- **Richiesta assegnata**
Riscrivi queste righe per tutti i record, sostituendo "segment" con "outline" e lasciando tutto il resto invariato. Escludi le immagini dalla risposta.

§

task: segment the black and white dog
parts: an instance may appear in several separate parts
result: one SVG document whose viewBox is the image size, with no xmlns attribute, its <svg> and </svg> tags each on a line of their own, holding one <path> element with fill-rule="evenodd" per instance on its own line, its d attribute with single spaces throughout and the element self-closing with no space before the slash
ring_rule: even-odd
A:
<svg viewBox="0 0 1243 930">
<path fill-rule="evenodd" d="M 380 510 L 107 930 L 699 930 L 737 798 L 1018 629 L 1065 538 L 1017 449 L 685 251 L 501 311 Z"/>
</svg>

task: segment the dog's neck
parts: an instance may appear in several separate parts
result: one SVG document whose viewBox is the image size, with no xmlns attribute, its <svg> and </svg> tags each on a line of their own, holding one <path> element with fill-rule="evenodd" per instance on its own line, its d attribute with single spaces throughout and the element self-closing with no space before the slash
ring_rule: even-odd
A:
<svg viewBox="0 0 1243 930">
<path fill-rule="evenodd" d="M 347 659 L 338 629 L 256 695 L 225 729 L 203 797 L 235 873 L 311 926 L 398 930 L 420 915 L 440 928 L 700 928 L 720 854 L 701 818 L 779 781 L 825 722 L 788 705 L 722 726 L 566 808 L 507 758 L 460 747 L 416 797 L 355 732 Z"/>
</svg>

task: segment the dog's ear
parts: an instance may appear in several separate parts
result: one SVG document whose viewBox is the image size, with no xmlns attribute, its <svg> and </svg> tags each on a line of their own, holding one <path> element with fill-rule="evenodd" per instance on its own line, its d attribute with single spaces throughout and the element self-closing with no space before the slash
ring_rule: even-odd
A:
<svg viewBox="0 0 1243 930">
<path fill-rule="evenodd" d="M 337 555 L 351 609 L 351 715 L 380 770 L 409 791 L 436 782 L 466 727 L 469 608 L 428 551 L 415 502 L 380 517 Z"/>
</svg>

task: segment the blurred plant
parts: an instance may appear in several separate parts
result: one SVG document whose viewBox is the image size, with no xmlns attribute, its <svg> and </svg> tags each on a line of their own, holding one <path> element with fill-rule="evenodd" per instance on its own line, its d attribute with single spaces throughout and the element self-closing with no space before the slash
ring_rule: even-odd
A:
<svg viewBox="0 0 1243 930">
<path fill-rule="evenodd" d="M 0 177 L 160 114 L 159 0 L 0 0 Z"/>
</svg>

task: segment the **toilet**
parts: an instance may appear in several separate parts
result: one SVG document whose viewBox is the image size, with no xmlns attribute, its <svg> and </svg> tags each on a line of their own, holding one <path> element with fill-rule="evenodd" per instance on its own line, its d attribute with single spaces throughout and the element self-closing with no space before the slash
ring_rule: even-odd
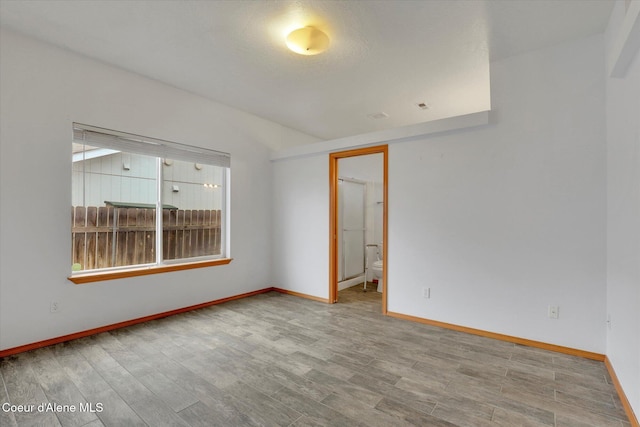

§

- **Risposta completa**
task: outline the black and white dog
parts: an instance may appear in several separate parts
result: one SVG document whose viewBox is the image size, with no xmlns attribute, its <svg> and </svg> tags each on a line of their own, holding one <path> element with fill-rule="evenodd" per instance on its own line, its d attribute with single spaces throughout and the element self-closing with no space before the slash
ring_rule: even-odd
A:
<svg viewBox="0 0 1243 930">
<path fill-rule="evenodd" d="M 380 510 L 107 930 L 699 930 L 737 798 L 1018 629 L 1065 538 L 1017 449 L 685 251 L 501 311 Z"/>
</svg>

task: outline the dog's neck
parts: an instance may appear in several separate parts
result: one SVG document whose viewBox is the image size, with no xmlns attribute, its <svg> and </svg> tags each on a line of their own, holding one <path> element with fill-rule="evenodd" per instance on its own line, its d attribute with single spaces throughout and the element self-closing with no space before the slash
ring_rule: even-odd
A:
<svg viewBox="0 0 1243 930">
<path fill-rule="evenodd" d="M 347 659 L 338 629 L 256 695 L 225 729 L 203 797 L 235 873 L 311 926 L 398 930 L 420 915 L 440 928 L 700 928 L 720 854 L 701 818 L 779 781 L 825 722 L 788 705 L 722 726 L 566 808 L 507 758 L 460 747 L 416 797 L 355 732 Z"/>
</svg>

task: outline the dog's ear
parts: an instance may appear in several separate parts
result: one SVG document whose viewBox is the image size, with no xmlns attribute, its <svg> and </svg> tags each on a line of their own, holding one <path> element with fill-rule="evenodd" per instance on its own line, its d attribute with single spaces throughout and the element self-closing with no space before the slash
ring_rule: even-odd
A:
<svg viewBox="0 0 1243 930">
<path fill-rule="evenodd" d="M 337 555 L 351 609 L 351 715 L 380 770 L 409 791 L 436 782 L 466 727 L 469 608 L 428 551 L 415 502 L 380 517 Z"/>
</svg>

task: outline the blurred plant
parts: an instance may appear in several separate parts
result: one SVG document whose viewBox is the image size, with no xmlns attribute, its <svg> and </svg> tags each on a line of their own, holding one <path> element with fill-rule="evenodd" per instance on its own line, its d attribute with single spaces throughout and the element self-closing with no space before the slash
ring_rule: even-odd
A:
<svg viewBox="0 0 1243 930">
<path fill-rule="evenodd" d="M 0 177 L 160 114 L 159 0 L 0 0 Z"/>
</svg>

task: outline the **toilet**
parts: an instance may appear in several separate parts
result: one SVG document whose viewBox is the image size, with no xmlns attribute, its <svg> and </svg> tags each on a line of their own, holding one <path> element with fill-rule="evenodd" per instance on its own line, its d attribute with single spaces throughout and the element self-closing with no space before the slash
ring_rule: even-odd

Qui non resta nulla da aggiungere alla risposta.